◆ Text shown
-=-=-=-=-
Marketing Notes
Chapter 1
- the value of marketing: marketing’s value extends to society as a whole
- what is marketing: about identifying and meeting human and social needs
- shorter definition: meeting needs profitably
- marketing management is the art and science of choosing target markets and getting, keeping, an
growing customers through creating, delivering, and communicating superior customer value
- selling is not the most important part of marketing
- the aim of marketing is to know and understand the customer so well that the product or
service fits him and sells itself
- ideally, marketing should result in a customer who is ready to buy
- what is marketed: goods, services, events, experiences, persons, places, properties, organizations,
information, ideas
- who markets: a marketer is someone who seeks a response from another party (the prospect)
- marketer now mut properly manage all possible touchpoints: where a customer directly or indirectly
interacts with the company
- what is market: marketers use the term market to describe a customer group (need market, product
market, demographic market, geographic market, voter markets, labor markets, donor markets etc.)
-=-=-=-=-
◆ Data below
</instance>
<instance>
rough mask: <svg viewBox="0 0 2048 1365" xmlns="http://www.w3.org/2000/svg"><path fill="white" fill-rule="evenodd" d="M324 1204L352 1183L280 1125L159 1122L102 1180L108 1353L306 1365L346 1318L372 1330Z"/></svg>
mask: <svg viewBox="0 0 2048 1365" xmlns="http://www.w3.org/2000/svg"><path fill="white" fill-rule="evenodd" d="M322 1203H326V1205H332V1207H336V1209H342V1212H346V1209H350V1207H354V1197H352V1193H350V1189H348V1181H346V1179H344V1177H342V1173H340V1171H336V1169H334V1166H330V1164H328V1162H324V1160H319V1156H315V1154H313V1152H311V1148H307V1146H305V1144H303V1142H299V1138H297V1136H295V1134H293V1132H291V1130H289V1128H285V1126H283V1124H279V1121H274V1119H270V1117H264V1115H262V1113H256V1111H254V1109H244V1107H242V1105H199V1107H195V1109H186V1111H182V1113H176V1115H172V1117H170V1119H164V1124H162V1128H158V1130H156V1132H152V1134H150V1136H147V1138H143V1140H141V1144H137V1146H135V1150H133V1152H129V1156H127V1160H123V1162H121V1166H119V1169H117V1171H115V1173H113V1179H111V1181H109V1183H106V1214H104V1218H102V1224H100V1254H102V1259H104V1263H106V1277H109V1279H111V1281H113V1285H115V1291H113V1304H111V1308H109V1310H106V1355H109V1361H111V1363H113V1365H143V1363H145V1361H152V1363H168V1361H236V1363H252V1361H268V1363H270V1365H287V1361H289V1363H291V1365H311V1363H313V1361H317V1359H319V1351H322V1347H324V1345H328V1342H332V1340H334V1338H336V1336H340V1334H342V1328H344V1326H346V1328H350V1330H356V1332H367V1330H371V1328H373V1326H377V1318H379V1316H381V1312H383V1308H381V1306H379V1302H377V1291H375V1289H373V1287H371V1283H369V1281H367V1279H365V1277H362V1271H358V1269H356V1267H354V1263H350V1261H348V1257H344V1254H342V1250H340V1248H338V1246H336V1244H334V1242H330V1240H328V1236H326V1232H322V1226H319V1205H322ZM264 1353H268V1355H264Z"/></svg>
-=-=-=-=-
◆ How to complete this task
Please carry the marketing notes on from their last line in the same bulleted style. The data come from a separate source and are unrelated to the marketing notes.

◆ Answer to this problem
- four key customer markets: consumer, business, global, nonprofit
- core marketing concepts:
- needs, wants, demands:
- Needs: the basic human requirement
- these needs become wants when directed to specific objects that might satisfy the
needs
- demands are wants for specific products backed by an ability to pay
- marketers do not create needs. needs preexist marketers
- types of needs:
- stated needs
- real needs
- unstated needs
- delight needs
- secret needs
- marketers works hard to shape consumers perceptions of the products, and help the
consumers learn what they want
- target markets, positioning, segmentation:
- marketers identify distinct segments of buyers by identifying demographic,
psychographic, behavioral differences between them - then decide which segment(s)
present the greates opportunities
- for each of these target markets, the firm develop a market offering that is positions
in target buyers’ minds as delivering some key benefits
,- offerings and brands
- value proposition that the company put forth to address customers' needs: a
set of benefits that satisfy those needs
- offering: the intangible value proposition (a combination of products,
servies, information, experiences)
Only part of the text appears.